Write out the records beneath this line exactly as they appear, minus any images.

• _Data shown_:
☆ ☆ ☆ ☆ ☆ ☆ ☆

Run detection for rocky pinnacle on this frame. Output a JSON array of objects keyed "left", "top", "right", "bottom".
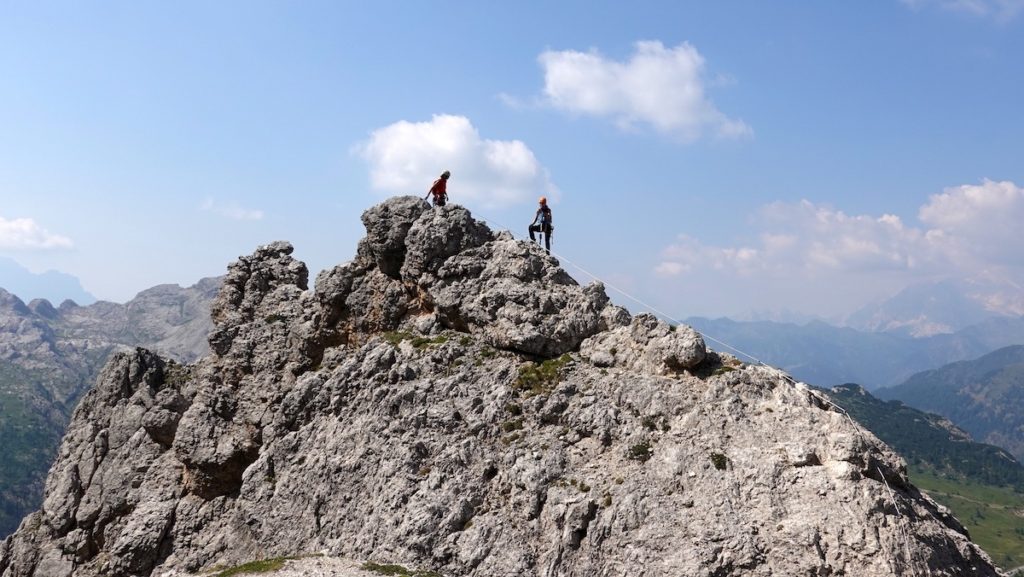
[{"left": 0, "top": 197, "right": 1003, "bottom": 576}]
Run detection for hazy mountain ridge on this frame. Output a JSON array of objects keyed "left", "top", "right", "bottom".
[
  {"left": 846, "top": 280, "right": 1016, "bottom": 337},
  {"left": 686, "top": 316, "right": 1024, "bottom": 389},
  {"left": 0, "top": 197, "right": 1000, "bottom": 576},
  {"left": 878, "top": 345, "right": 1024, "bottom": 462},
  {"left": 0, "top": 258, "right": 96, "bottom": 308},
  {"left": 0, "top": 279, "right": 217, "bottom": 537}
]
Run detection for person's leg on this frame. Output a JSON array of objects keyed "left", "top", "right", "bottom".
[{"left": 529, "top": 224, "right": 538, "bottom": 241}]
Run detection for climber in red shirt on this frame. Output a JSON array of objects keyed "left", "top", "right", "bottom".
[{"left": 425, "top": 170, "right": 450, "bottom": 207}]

☆ ☆ ☆ ☆ ☆ ☆ ☆

• _Task result_:
Run detection for rocky pinnacle on this frame. Output a JSON array of objects keyed "left", "top", "right", "bottom".
[{"left": 0, "top": 197, "right": 1003, "bottom": 576}]
Run detection for hazy mountain ridge on this frame. Output a JSON array of objects keyed "left", "top", "right", "bottom".
[
  {"left": 846, "top": 280, "right": 1016, "bottom": 337},
  {"left": 686, "top": 316, "right": 1024, "bottom": 389},
  {"left": 0, "top": 197, "right": 1000, "bottom": 576},
  {"left": 878, "top": 345, "right": 1024, "bottom": 462},
  {"left": 0, "top": 258, "right": 96, "bottom": 308},
  {"left": 0, "top": 279, "right": 217, "bottom": 537}
]
Run detection for person's leg on this frame. Output a JSON array of objects keyed "left", "top", "right", "bottom".
[{"left": 529, "top": 224, "right": 538, "bottom": 241}]
Run detection for climber in red shirt on this frame. Output a JSON array of objects keyed "left", "top", "right", "bottom".
[{"left": 425, "top": 170, "right": 450, "bottom": 207}]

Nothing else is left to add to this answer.